◆ **Dataset**
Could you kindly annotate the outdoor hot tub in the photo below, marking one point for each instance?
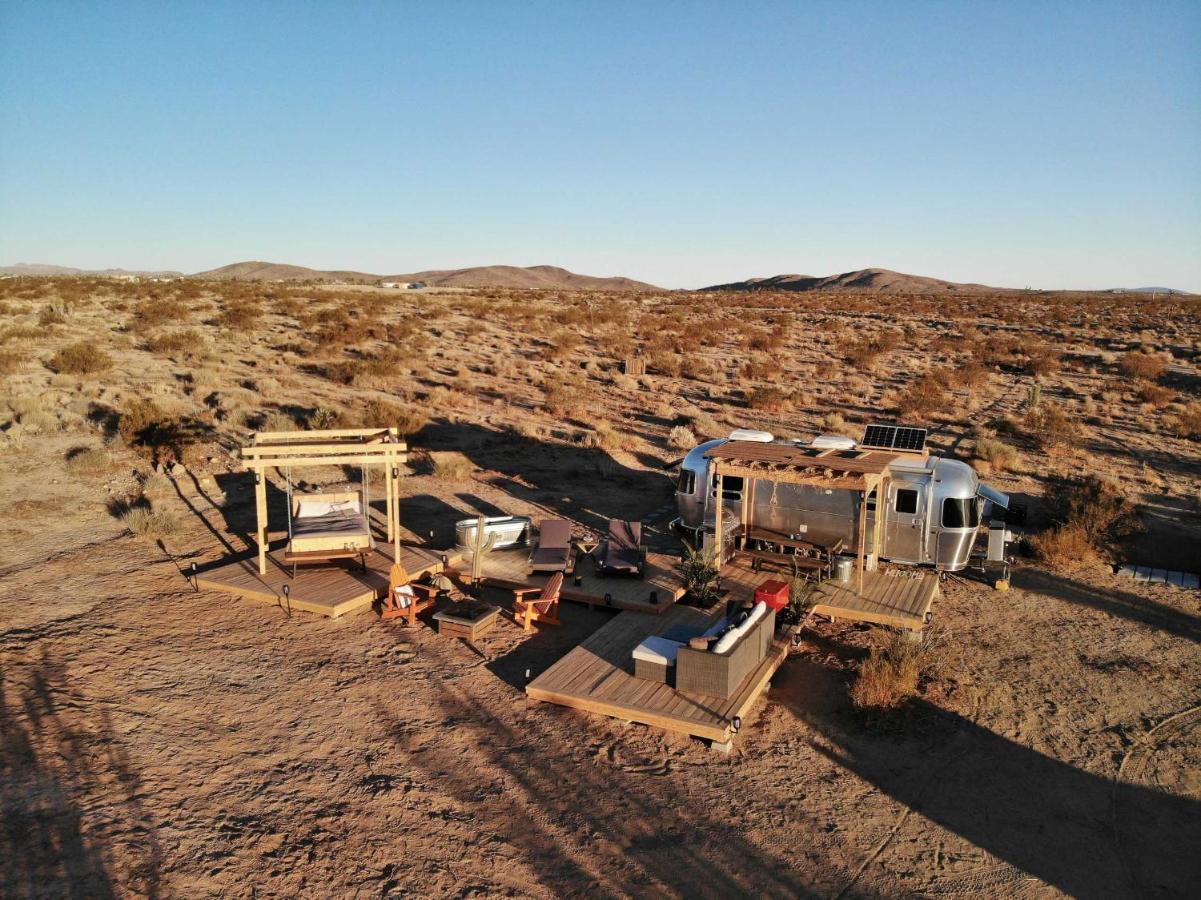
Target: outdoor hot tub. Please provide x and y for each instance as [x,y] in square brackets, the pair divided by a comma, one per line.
[509,530]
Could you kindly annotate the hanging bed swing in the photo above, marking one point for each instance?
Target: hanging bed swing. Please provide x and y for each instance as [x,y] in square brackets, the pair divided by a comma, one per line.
[328,525]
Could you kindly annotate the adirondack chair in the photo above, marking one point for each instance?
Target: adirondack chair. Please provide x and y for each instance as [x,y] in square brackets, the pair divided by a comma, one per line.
[406,597]
[542,609]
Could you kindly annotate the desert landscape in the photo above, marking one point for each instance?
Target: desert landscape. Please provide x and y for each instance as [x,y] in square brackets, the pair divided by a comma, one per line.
[160,740]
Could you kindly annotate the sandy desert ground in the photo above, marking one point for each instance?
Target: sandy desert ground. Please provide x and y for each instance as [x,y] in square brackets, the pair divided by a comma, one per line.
[159,741]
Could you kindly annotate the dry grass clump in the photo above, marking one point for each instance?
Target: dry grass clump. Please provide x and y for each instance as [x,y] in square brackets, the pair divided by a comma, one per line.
[1187,423]
[889,675]
[1137,364]
[89,462]
[187,341]
[1088,516]
[1001,457]
[82,358]
[770,399]
[680,437]
[922,397]
[450,466]
[1051,427]
[1065,547]
[33,413]
[11,361]
[151,524]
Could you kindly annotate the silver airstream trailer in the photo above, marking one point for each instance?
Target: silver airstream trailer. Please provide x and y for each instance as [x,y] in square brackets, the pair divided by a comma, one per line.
[932,508]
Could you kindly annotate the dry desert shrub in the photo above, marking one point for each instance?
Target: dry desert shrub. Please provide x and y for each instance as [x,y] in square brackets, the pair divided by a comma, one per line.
[1187,423]
[889,675]
[1137,364]
[924,397]
[151,524]
[770,399]
[11,361]
[1001,457]
[450,466]
[680,437]
[82,358]
[89,462]
[1067,547]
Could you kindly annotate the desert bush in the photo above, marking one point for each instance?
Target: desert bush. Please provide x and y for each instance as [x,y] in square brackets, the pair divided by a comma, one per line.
[11,361]
[239,316]
[999,456]
[322,418]
[1065,547]
[1051,427]
[1155,394]
[33,412]
[52,315]
[1044,361]
[770,399]
[680,437]
[1187,423]
[1136,364]
[151,524]
[279,421]
[89,460]
[922,397]
[1093,504]
[82,358]
[450,466]
[889,675]
[698,571]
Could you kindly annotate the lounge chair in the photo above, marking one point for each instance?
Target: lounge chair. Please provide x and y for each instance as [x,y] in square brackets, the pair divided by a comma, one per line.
[554,549]
[542,609]
[622,552]
[406,597]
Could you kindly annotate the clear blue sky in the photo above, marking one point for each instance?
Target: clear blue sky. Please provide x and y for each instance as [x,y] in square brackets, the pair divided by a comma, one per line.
[683,143]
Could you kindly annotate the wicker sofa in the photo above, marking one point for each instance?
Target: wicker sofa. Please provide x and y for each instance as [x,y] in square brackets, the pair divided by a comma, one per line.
[719,674]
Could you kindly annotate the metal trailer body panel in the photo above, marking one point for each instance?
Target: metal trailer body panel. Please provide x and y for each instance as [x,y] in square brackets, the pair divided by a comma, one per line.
[920,528]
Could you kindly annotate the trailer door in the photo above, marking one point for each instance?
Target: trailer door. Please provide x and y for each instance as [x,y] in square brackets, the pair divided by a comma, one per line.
[904,526]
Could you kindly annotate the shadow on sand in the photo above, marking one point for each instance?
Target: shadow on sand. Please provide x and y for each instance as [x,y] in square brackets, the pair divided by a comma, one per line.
[1081,833]
[581,824]
[53,761]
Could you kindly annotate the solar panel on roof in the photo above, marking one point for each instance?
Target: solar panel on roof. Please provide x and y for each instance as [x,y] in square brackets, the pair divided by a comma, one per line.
[894,437]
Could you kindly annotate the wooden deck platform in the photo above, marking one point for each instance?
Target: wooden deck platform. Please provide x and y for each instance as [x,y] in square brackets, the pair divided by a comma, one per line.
[333,589]
[503,568]
[598,677]
[898,597]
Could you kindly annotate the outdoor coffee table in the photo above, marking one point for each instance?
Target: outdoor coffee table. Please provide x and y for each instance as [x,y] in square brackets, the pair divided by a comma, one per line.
[467,619]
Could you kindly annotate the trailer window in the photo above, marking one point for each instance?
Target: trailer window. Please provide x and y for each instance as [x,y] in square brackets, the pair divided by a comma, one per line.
[687,482]
[960,513]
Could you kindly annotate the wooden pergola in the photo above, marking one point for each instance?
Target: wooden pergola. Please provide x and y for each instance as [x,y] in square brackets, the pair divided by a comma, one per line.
[351,446]
[864,470]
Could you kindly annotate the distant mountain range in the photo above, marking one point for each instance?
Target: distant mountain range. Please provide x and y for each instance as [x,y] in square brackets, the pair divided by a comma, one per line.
[874,280]
[36,268]
[557,279]
[533,276]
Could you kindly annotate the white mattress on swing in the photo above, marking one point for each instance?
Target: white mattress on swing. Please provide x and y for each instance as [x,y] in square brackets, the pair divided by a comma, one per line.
[321,524]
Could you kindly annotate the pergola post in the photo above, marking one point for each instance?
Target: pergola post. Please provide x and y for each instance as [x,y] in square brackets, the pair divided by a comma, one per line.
[394,517]
[878,524]
[261,518]
[862,537]
[387,490]
[717,523]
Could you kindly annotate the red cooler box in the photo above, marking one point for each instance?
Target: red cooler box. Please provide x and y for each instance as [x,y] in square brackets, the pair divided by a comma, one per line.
[774,594]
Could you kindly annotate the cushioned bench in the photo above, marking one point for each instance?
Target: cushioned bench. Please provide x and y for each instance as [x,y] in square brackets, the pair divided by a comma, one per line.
[719,671]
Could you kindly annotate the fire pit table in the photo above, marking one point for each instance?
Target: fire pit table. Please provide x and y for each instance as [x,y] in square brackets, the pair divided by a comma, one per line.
[467,619]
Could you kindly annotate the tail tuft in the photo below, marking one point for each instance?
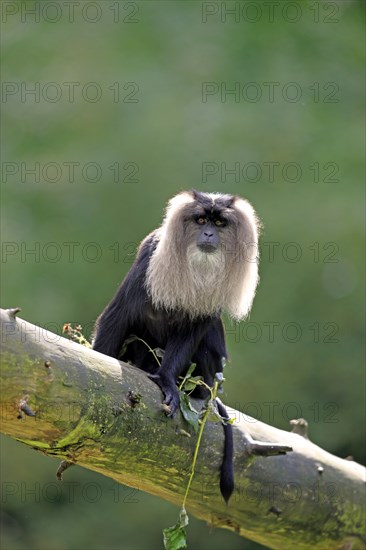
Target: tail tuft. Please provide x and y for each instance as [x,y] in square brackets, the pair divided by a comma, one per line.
[227,466]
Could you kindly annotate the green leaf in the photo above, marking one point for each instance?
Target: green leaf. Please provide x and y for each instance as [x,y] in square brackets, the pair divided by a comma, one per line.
[175,537]
[191,383]
[189,413]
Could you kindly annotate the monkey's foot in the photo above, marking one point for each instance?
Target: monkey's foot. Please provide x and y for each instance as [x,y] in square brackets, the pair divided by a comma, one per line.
[171,394]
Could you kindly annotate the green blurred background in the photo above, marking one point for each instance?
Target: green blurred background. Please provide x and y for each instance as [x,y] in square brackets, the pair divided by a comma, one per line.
[131,105]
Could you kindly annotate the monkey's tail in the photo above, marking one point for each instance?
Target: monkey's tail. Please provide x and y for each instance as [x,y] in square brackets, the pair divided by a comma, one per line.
[227,465]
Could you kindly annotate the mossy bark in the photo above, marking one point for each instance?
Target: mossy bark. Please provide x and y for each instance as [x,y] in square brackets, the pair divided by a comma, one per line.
[78,405]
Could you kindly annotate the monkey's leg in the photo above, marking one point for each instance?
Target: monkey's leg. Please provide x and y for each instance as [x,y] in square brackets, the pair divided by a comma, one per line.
[177,356]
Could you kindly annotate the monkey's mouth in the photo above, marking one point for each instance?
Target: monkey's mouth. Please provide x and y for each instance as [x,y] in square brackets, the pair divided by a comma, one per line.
[207,248]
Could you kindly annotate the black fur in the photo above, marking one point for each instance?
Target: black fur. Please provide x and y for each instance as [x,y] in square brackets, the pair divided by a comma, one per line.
[185,341]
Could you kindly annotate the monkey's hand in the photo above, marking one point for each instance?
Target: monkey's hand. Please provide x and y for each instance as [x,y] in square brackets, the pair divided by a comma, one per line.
[170,391]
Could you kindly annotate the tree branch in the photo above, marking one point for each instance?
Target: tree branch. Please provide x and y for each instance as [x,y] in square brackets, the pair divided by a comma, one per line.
[80,406]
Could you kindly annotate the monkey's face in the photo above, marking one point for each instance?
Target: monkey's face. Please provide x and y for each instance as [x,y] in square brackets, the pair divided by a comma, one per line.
[208,239]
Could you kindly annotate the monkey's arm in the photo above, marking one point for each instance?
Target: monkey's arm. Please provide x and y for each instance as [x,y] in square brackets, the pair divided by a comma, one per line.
[123,312]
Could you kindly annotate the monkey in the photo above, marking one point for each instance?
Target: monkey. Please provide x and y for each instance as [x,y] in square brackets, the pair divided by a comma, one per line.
[202,261]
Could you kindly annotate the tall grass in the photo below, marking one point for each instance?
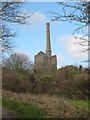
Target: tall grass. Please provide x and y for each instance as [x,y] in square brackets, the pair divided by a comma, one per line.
[23,110]
[56,107]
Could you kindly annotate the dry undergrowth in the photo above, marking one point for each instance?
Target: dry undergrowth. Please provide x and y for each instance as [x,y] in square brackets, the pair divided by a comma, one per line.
[55,106]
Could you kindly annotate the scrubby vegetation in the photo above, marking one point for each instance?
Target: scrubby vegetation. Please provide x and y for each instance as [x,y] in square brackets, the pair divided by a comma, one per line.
[54,106]
[63,94]
[70,81]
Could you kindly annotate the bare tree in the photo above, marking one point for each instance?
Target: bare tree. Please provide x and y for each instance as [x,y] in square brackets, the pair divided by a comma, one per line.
[79,12]
[10,12]
[18,62]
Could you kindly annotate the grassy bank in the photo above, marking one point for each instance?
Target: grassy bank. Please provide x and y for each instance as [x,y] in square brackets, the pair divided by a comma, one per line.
[55,106]
[23,110]
[82,104]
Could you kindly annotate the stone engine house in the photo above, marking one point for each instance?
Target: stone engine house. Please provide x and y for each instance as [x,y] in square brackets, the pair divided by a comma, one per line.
[46,60]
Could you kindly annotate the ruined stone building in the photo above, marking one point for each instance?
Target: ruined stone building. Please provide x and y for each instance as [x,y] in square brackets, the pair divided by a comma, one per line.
[45,61]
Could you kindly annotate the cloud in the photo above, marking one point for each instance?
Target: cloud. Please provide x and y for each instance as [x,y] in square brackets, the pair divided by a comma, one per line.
[72,46]
[37,18]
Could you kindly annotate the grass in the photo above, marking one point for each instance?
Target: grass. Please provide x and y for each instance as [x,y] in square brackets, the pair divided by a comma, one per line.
[55,106]
[0,101]
[23,110]
[82,104]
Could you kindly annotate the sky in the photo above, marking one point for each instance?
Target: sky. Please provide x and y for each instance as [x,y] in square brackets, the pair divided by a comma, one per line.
[31,38]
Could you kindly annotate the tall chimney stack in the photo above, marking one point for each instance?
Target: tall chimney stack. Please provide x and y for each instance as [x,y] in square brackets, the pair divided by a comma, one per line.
[48,45]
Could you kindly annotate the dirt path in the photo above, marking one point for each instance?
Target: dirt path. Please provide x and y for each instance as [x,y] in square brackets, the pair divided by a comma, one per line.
[7,113]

◆ **Given problem**
Retype exactly, please, each line from the line that contains "Could you kindly annotate the grass in" through the last line of the entries above, with nothing added.

◆ **Result**
Could you kindly annotate the grass in the photo above, marking one point for each instance?
Target: grass. Please provide x and y for each instance as [x,y] in square brackets, the pair divided by a comma, one per line.
[55,106]
[0,101]
[23,110]
[82,104]
Could you kindly annotate the sky in the photo above, marking one point for each instance?
Target: sky. Please provide x and y for each instance as [x,y] in square brackets, the pair divided by a comma, one per line.
[31,38]
Could you kindly annotate the tall chimney stack in the photo above, marking one point for each instance?
Target: tall chimney stack. Please provide x and y for each instance as [x,y] in square brackets, the pair divided by a comma, one per line.
[48,45]
Could you kindly annotate the dirt path in the photo above, marking one point for each instance?
Target: dirt path. Please provide x and y for each instance as [x,y] in square brackets, the pair divided by a comma, one per line.
[7,113]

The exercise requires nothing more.